=== Reading text ===
----------------------------------------

With only minutes to go and West Ham 2-1 up against the Foxes, courtesy to goals by Michail Antonio and Lucas Perez, the latter one had latched on Pedro Obiang‘s pass and rounded Leicester’s keeper Kasper Schmeichel to kill the game off with what seemed to be the 3-1 for West Ham – only to be wrongly flagged offside by the linesman. And after that incorrect decision, fortune was hiding again from the Irons when Leicester substitute Barnes put his team level in injury time!

New carpet, old mistakes

Therefore that draw tasted like defeat to the West Ham faithful on a bright sunny Holy Saturday which had brought us a new claret carpet around the pitch of the London Stadium; a carpet which had got caressed by goal scorer Michail Antonio who put West Ham up with a brilliant header in the first half. But in the end the carpet didn’t play a main part and wasn’t so supportive to West Ham’s squad as we had thought it would be, following Slaven Bilic’s remarks about the difficulties the players had with assessing the size of the pitch with the former green carpet under his tenure at London Stadium.

Nevertheless I am already curious about what the ground will look like with its new dress when we are going to be back to London Stadium in two weeks time for the last game of the season against Southampton! And we’re also looking forward to the unveiling of the 2019 Hammer of the Year, who in my opinion will be Declan Rice quite certainly.

----------------------------------------

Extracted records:
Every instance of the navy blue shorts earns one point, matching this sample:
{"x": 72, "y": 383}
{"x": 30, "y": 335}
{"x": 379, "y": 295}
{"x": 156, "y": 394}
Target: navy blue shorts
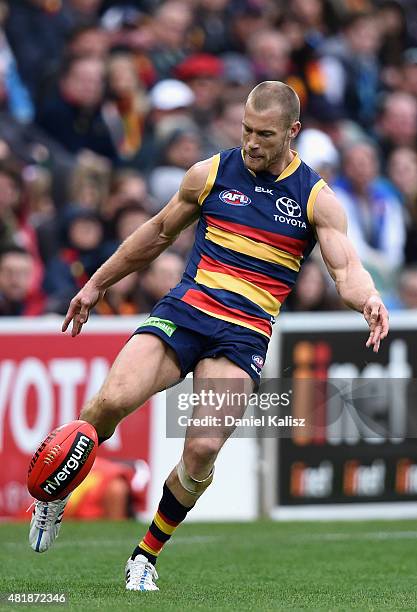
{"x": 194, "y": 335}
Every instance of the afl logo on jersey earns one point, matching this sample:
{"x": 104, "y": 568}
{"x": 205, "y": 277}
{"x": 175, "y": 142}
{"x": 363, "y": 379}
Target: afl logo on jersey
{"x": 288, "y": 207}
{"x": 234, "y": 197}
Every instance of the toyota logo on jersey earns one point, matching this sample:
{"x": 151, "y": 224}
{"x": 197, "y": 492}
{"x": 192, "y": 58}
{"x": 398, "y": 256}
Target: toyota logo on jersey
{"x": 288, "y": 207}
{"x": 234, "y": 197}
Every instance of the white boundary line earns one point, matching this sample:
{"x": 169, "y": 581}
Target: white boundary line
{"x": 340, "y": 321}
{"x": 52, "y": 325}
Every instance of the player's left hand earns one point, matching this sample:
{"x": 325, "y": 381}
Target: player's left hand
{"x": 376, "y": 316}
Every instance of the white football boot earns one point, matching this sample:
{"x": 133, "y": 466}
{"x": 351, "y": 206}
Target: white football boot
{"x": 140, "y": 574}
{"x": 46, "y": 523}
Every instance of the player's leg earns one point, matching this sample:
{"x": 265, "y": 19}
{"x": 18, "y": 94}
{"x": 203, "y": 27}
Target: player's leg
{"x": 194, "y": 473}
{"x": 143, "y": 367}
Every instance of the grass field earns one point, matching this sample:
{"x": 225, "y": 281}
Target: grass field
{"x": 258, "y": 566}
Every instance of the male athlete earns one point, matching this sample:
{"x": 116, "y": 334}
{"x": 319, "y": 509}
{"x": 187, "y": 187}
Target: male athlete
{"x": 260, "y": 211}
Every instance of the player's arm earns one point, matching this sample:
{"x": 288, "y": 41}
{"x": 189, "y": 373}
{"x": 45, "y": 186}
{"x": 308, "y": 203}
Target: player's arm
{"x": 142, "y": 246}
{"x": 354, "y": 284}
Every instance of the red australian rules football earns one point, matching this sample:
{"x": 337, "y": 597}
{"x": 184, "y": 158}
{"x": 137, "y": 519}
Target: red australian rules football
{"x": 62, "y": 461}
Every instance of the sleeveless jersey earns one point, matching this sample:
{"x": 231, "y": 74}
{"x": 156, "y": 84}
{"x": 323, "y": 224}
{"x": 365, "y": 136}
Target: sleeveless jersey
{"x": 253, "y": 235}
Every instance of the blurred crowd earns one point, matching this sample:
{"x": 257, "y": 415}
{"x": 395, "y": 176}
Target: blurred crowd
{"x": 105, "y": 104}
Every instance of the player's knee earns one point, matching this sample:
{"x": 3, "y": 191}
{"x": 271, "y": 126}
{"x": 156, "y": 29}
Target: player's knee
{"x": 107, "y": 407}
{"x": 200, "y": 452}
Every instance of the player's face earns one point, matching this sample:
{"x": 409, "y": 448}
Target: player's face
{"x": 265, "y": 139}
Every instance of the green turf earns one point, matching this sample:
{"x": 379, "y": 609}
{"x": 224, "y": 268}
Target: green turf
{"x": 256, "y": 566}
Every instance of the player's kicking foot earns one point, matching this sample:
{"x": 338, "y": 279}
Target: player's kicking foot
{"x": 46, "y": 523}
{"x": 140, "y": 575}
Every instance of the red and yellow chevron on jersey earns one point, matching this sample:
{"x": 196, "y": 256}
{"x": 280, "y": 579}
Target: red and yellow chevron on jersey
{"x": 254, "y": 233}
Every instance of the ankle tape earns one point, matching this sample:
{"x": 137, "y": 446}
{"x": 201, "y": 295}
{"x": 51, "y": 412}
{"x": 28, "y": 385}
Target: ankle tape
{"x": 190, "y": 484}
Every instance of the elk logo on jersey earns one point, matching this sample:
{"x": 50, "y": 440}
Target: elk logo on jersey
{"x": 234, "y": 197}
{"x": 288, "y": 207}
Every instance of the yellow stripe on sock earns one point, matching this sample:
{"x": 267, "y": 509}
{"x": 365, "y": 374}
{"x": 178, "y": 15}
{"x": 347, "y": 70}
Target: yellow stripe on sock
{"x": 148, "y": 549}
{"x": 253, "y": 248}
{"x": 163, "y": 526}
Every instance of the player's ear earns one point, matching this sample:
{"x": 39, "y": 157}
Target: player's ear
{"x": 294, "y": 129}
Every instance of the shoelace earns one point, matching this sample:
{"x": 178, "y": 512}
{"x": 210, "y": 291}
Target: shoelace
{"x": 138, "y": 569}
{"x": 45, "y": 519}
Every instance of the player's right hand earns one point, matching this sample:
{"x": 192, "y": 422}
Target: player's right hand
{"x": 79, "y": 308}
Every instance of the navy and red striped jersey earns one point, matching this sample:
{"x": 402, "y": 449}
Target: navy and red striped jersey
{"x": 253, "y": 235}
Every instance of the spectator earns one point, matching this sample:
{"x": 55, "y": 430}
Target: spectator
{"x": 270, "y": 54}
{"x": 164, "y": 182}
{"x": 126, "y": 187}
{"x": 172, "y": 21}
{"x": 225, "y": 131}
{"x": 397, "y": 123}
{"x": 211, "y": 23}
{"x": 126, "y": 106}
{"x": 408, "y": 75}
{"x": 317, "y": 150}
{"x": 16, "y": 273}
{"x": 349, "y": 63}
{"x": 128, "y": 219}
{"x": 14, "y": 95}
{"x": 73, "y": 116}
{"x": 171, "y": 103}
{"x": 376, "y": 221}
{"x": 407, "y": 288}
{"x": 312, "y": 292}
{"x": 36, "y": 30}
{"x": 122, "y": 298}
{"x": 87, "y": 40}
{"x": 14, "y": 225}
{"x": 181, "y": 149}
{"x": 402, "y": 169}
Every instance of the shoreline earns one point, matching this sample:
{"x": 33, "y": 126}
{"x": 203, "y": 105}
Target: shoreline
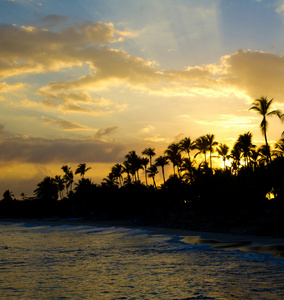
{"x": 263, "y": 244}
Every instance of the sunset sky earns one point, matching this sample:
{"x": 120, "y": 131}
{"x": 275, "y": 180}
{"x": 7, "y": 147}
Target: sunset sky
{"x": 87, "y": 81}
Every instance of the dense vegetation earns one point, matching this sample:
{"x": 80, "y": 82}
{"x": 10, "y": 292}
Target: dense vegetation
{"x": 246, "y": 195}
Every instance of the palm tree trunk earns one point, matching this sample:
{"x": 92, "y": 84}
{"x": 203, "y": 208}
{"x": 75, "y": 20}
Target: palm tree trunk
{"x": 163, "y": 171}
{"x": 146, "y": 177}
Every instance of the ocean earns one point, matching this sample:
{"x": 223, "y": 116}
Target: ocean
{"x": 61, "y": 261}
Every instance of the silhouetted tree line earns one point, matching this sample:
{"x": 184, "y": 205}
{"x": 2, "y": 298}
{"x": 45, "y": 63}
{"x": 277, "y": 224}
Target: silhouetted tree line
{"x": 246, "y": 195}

----------------------------------------

=== Exercise instructions ===
• A. From the West Ham match report, return the stretch from "Therefore that draw" through "at London Stadium.".
• B. According to the West Ham match report, who scored Leicester's equalizer in injury time?
• C. Translate this sentence from the West Ham match report into Spanish: "And we’re also looking forward to the unveiling of the 2019 Hammer of the Year, who in my opinion will be Declan Rice quite certainly."

=== Completed exercise ===
• A.
Therefore that draw tasted like defeat to the West Ham faithful on a bright sunny Holy Saturday which had brought us a new claret carpet around the pitch of the London Stadium; a carpet which had got caressed by goal scorer Michail Antonio who put West Ham up with a brilliant header in the first half. But in the end the carpet didn’t play a main part and wasn’t so supportive to West Ham’s squad as we had thought it would be, following Slaven Bilic’s remarks about the difficulties the players had with assessing the size of the pitch with the former green carpet under his tenure at London Stadium.

• B. Leicester substitute Barnes scored the equalizer.

• C. Y también esperamos con ganas la presentación del Hammer of the Year de 2019, que en mi opinión será, con bastante seguridad, Declan Rice.